-- Opening Marker --

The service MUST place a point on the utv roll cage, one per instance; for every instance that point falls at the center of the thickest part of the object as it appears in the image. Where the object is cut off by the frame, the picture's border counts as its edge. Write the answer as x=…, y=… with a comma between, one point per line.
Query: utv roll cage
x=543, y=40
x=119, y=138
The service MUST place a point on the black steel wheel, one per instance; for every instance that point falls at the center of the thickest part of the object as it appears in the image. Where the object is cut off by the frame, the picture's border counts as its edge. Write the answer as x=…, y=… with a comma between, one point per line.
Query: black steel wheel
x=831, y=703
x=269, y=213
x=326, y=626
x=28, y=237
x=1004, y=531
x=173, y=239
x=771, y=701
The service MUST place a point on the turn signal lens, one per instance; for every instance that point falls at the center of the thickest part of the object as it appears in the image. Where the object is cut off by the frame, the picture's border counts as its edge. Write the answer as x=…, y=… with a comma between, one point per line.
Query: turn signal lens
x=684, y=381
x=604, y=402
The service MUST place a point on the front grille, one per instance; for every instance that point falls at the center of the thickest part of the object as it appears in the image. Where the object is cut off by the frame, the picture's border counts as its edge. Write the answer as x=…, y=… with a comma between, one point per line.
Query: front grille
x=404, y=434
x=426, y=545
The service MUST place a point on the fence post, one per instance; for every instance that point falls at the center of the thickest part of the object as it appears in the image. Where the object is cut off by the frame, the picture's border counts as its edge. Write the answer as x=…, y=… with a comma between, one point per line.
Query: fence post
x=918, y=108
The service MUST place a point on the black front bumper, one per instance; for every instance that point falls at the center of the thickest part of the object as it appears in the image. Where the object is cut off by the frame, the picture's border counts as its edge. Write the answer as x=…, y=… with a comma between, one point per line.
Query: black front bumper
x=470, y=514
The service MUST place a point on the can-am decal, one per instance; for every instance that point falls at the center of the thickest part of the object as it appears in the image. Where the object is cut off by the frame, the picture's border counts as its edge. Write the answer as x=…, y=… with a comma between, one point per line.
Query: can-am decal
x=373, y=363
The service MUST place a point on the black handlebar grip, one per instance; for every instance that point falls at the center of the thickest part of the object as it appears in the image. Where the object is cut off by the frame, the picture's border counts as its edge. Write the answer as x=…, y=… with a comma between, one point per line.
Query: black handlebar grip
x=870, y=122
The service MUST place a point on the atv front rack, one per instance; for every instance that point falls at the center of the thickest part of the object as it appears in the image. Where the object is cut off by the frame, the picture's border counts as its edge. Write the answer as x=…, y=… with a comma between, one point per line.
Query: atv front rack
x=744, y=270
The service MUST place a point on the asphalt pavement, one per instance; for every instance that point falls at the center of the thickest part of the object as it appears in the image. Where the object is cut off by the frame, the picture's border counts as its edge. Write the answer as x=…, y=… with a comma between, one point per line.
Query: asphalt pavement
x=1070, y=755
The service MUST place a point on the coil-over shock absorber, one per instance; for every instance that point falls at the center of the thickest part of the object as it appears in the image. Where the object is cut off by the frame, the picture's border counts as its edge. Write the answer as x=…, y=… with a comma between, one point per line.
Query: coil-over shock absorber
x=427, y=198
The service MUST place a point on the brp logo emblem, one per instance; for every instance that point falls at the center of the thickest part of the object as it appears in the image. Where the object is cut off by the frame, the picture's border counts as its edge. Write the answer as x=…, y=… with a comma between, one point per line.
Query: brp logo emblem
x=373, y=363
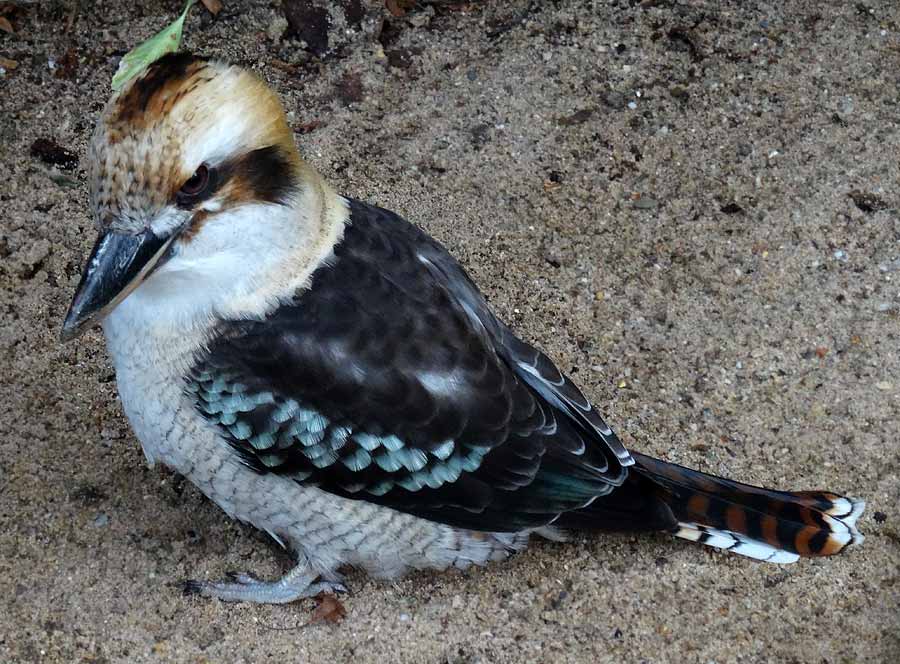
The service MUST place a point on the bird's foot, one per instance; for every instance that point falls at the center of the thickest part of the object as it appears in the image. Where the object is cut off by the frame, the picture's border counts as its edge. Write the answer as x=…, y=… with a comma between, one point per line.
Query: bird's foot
x=241, y=587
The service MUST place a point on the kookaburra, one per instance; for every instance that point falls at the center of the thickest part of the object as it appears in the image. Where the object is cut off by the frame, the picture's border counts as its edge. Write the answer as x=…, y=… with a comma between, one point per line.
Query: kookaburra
x=326, y=371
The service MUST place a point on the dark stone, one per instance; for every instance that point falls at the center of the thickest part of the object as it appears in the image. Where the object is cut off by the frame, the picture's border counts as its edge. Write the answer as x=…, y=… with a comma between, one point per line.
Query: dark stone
x=308, y=23
x=50, y=153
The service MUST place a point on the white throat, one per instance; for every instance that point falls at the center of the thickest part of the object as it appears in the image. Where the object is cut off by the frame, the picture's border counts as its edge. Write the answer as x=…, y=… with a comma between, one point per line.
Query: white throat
x=242, y=263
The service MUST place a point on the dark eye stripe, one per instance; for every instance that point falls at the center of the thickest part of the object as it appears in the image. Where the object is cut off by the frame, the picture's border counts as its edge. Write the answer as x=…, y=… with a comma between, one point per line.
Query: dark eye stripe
x=263, y=175
x=201, y=185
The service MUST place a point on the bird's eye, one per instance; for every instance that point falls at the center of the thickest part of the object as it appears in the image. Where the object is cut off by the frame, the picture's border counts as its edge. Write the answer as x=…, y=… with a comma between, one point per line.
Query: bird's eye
x=196, y=186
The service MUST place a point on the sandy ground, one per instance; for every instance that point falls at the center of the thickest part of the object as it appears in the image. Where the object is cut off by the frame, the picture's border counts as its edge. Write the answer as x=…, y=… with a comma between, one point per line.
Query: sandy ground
x=691, y=206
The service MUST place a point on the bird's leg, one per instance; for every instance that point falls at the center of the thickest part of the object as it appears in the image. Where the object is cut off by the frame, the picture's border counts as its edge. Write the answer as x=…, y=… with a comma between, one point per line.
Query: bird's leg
x=296, y=584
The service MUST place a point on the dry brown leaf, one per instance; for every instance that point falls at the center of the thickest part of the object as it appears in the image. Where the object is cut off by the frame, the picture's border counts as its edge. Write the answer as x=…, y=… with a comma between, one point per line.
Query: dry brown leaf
x=212, y=6
x=330, y=610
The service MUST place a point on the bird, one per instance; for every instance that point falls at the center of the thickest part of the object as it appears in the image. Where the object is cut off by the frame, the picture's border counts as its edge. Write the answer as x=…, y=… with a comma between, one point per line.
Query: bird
x=324, y=370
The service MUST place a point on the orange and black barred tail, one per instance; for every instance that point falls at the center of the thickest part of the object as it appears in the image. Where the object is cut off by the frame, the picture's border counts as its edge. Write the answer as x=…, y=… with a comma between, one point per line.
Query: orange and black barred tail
x=775, y=526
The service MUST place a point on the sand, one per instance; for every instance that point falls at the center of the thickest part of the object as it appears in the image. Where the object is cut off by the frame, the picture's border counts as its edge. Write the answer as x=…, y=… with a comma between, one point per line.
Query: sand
x=692, y=207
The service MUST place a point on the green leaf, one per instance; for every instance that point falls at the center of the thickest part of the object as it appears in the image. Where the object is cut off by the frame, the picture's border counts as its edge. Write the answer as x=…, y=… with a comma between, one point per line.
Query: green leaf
x=142, y=56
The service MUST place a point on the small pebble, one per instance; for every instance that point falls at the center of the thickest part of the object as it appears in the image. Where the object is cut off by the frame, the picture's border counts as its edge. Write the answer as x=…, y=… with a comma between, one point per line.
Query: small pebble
x=890, y=266
x=646, y=203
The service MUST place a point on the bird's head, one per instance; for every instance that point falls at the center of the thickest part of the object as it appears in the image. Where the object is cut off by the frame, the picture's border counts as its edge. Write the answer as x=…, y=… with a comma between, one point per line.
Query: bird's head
x=189, y=165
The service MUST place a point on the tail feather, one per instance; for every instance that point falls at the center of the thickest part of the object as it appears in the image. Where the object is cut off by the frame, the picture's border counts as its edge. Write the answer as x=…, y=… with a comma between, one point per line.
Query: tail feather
x=775, y=526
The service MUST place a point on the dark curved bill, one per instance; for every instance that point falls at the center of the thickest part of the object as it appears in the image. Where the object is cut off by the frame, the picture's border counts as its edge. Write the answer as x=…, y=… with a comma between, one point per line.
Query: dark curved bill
x=117, y=265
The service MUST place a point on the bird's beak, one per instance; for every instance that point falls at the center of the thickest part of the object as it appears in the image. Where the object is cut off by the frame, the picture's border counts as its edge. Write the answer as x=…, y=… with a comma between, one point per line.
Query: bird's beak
x=117, y=265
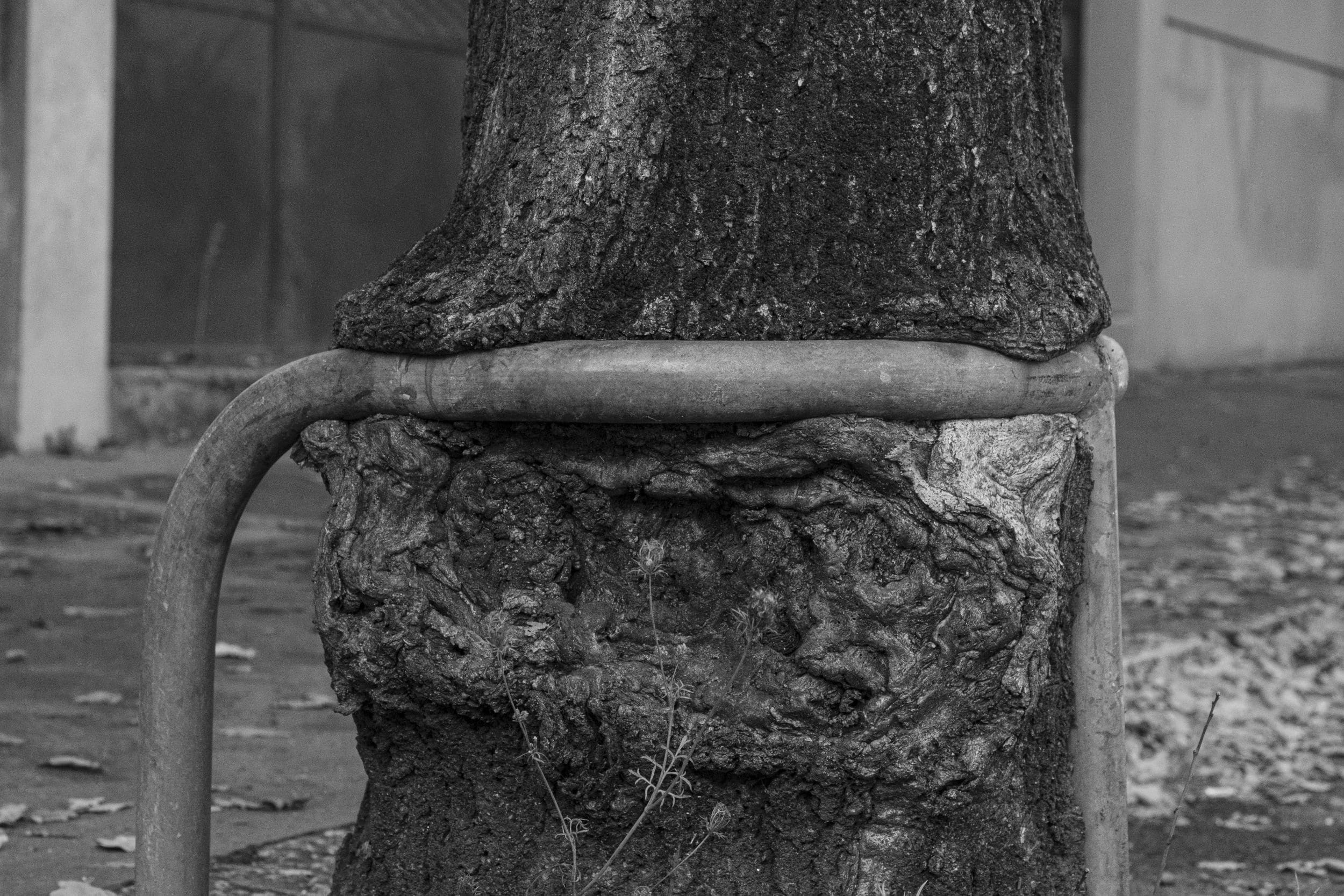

-- Closing Marker --

→ INSTRUCTIONS FOR THE TASK: Above are the records; print exactly the lines from the line with "The service MUST place a point on the bird, one" to the line with "The service MUST place a point on the sand, one", including both, and nothing else.

→ OUTPUT BELOW:
The service MUST place a point on the bird, one per instance; for every instance that point falls at the center of the thickest part of the object as it appears in the image. Where the object is cut off by the frame, the picture's border counts as its edge. Write the answer as x=…, y=… with a comma between, one point per line.
Query: bird
x=324, y=370
The service MUST place a point on the orange and black barred tail, one per instance; for every instance that point falls at the center of the thickest part of the object as it appears in the image. Where the object is cut off by the frame, the picture's border counts as its edge. Write the answer as x=…, y=… with a comma between, one point per line.
Query: orange and black barred tail
x=775, y=526
The service MUST place a point on the sand, one per instance; for every instance that point falls at the center of the thickest part of the object as it appears in the image. Where the object is cut off by the frame, the picture's border counts as its edge. Write the answer as x=…, y=… with a comma between, one point per line.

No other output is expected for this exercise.